▶ [Stated problem]: Repeat exactly the lines from the line containing "TARGET = tent pole" through the last line of the records below, inclusive, and nothing else.
━━━━━━━━━━━━━━━━
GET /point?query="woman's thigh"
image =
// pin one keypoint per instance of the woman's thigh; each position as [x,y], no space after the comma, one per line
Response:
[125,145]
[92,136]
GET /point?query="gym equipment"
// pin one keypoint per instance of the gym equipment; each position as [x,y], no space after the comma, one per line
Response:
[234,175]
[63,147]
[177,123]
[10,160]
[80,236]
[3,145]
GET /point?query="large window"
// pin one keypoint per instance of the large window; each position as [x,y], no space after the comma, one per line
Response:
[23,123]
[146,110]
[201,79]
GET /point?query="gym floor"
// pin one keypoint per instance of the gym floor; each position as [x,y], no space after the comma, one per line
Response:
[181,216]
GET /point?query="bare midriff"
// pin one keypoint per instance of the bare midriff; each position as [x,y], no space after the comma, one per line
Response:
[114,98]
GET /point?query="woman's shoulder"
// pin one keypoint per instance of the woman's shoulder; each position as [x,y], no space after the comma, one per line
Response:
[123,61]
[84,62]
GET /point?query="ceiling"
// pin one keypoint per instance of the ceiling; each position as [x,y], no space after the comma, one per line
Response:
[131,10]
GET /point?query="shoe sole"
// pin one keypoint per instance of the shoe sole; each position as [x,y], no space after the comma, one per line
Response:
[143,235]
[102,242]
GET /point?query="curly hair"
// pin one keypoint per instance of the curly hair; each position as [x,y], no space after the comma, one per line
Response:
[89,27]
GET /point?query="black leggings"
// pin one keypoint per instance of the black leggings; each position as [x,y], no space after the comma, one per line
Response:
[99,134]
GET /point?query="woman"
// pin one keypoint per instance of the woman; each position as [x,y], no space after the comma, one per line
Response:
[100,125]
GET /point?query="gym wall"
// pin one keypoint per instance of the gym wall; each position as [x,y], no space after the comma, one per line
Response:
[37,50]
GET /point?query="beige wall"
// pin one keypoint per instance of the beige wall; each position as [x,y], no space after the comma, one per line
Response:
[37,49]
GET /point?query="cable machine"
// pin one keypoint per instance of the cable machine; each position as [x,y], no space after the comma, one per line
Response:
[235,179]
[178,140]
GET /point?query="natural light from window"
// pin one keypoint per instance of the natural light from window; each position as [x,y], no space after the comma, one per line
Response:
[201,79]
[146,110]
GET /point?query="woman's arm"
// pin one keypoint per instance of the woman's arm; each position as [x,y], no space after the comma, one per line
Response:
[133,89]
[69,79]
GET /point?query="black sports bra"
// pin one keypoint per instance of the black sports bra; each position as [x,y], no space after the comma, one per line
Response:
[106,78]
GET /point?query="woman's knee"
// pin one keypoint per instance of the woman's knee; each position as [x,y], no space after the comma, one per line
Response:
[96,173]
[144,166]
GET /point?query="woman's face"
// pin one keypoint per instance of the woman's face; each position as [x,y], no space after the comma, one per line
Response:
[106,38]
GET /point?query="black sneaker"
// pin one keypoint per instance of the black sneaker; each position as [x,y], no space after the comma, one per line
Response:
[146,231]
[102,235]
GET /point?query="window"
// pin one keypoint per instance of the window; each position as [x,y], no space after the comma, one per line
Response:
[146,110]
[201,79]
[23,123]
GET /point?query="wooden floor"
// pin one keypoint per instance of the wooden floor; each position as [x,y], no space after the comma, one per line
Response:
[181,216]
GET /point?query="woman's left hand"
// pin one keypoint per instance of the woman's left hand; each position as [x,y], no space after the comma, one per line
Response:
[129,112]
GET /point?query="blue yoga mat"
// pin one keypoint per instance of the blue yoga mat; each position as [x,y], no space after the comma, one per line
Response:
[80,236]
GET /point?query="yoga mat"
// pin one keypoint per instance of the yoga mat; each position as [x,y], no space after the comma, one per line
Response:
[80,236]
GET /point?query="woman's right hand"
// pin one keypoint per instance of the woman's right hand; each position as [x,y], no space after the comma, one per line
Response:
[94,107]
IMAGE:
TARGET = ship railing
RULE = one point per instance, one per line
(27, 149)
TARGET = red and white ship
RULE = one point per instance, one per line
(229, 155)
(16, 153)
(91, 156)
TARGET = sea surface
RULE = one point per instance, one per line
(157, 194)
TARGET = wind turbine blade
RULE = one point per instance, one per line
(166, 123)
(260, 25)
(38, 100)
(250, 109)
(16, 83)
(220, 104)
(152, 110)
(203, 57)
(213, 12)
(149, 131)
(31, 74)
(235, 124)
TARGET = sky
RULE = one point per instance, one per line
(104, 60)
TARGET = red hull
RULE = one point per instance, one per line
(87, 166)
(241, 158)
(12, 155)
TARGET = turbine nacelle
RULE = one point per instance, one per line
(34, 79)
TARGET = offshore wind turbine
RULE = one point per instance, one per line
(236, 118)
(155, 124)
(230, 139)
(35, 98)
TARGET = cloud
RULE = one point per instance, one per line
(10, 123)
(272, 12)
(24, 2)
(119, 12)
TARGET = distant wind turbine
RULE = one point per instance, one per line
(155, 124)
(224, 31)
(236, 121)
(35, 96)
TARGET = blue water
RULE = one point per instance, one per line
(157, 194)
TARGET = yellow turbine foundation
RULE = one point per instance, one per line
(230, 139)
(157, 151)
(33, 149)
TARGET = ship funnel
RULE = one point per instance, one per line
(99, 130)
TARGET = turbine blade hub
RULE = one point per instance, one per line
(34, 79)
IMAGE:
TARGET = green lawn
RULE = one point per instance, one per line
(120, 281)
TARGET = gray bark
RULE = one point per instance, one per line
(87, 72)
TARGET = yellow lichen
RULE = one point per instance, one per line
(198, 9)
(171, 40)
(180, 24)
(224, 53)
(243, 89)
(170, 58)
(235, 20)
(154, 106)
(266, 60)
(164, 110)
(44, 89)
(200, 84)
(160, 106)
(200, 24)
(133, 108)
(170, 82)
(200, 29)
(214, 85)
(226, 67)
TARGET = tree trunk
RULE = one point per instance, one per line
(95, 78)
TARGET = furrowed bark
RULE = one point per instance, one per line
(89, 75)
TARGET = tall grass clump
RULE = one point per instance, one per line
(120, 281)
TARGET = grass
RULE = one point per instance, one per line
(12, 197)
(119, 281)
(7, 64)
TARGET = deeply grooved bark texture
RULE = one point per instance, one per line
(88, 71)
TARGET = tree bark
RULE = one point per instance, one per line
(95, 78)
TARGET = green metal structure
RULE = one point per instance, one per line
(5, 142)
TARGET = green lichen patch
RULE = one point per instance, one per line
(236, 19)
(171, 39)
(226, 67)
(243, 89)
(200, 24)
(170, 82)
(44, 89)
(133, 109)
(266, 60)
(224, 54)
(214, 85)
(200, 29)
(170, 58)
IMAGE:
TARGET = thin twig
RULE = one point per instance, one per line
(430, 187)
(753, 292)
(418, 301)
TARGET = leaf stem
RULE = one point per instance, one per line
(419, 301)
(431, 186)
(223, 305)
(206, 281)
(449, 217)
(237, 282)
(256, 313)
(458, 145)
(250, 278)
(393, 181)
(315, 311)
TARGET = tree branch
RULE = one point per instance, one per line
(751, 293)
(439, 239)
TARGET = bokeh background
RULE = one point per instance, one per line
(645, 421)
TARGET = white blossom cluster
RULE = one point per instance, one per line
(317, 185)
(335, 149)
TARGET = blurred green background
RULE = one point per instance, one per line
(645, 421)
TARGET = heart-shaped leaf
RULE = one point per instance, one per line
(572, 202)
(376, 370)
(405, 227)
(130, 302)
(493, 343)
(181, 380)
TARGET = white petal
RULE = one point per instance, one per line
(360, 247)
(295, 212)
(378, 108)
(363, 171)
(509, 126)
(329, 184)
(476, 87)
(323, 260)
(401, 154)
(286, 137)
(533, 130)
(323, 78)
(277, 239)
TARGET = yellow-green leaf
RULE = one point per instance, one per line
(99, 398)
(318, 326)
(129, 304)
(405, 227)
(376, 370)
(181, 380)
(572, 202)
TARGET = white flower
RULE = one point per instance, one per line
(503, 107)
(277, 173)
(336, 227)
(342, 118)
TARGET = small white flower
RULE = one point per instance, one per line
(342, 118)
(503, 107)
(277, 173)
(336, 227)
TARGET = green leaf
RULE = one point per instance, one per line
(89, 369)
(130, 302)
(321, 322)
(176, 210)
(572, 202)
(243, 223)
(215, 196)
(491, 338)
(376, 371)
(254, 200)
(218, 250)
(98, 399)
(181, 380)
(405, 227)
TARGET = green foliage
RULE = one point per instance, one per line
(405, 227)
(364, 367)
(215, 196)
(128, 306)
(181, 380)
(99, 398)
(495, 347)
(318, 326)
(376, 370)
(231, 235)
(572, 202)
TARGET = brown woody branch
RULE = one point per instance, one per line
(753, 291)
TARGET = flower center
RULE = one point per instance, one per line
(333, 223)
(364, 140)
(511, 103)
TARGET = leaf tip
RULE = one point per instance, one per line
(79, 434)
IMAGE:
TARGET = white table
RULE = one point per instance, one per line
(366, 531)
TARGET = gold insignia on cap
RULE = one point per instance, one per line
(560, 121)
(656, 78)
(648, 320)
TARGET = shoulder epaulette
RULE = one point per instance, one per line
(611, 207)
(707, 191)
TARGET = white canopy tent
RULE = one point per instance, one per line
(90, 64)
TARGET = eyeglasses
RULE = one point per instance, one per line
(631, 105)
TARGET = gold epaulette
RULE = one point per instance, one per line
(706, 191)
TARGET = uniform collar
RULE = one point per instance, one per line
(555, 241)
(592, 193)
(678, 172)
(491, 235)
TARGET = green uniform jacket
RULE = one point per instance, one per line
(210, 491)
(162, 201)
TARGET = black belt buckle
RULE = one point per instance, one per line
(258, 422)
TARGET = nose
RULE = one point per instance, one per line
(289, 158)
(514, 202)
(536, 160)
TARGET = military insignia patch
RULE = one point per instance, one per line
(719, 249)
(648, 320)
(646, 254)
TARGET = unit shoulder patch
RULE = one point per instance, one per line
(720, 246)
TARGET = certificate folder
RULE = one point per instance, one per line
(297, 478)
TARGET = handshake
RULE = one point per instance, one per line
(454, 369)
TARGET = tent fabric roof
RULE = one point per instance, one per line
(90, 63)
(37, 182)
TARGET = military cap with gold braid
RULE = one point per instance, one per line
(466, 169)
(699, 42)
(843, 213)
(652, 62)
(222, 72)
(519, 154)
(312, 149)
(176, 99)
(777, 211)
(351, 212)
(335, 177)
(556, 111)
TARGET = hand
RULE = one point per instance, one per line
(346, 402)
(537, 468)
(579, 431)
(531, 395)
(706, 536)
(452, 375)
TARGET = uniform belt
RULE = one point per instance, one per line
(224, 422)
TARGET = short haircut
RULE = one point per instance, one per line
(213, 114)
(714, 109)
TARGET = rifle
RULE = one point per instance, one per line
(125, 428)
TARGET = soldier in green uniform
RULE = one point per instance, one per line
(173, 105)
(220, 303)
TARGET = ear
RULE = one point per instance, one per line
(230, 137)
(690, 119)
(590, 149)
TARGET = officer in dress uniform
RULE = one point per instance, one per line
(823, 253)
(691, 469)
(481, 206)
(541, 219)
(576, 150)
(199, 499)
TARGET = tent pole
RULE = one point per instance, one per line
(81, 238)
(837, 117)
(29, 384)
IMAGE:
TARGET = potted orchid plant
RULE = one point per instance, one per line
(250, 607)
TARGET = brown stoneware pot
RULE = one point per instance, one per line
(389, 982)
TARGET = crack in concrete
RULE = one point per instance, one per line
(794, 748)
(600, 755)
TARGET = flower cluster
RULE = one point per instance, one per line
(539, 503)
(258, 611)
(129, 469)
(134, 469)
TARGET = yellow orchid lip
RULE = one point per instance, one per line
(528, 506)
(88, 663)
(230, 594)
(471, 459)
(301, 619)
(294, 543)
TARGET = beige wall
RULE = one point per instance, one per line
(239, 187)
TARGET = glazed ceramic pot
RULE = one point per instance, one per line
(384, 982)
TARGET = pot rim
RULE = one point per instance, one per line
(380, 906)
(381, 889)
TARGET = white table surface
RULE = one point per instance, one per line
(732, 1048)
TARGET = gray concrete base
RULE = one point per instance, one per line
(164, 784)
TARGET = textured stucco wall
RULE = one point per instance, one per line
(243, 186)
━━━━━━━━━━━━━━━━
▶ [Task result]:
TARGET = tent pole
RULE = one point per instance, one per line
(81, 238)
(837, 117)
(29, 384)
IMAGE:
TARGET = potted orchid plant
RULE = one point per instance, one per line
(250, 607)
TARGET = brown stoneware pot
RULE = one point per instance, one per line
(389, 982)
TARGET = crack in concrete
RULE = one point per instance, one per line
(794, 748)
(600, 755)
TARGET = flower cluster
RULE = one point per instance, one per line
(539, 503)
(258, 611)
(129, 469)
(134, 469)
TARGET = yellow orchid lip
RULE = one point per instance, one per line
(528, 506)
(88, 663)
(230, 594)
(471, 459)
(301, 619)
(294, 543)
TARGET = beige wall
RULE = one point per instance, one per line
(239, 187)
TARGET = glazed ceramic pot
RULE = one point per instance, one per line
(384, 982)
TARGET = pot rim
RULE = one point per instance, one per line
(380, 906)
(381, 889)
TARGET = white table surface
RULE = one point per instance, one per line
(732, 1048)
TARGET = gray concrete base
RULE = one point per instance, one per line
(164, 784)
TARGET = textured stucco wall
RULE = one point per instance, one per line
(243, 186)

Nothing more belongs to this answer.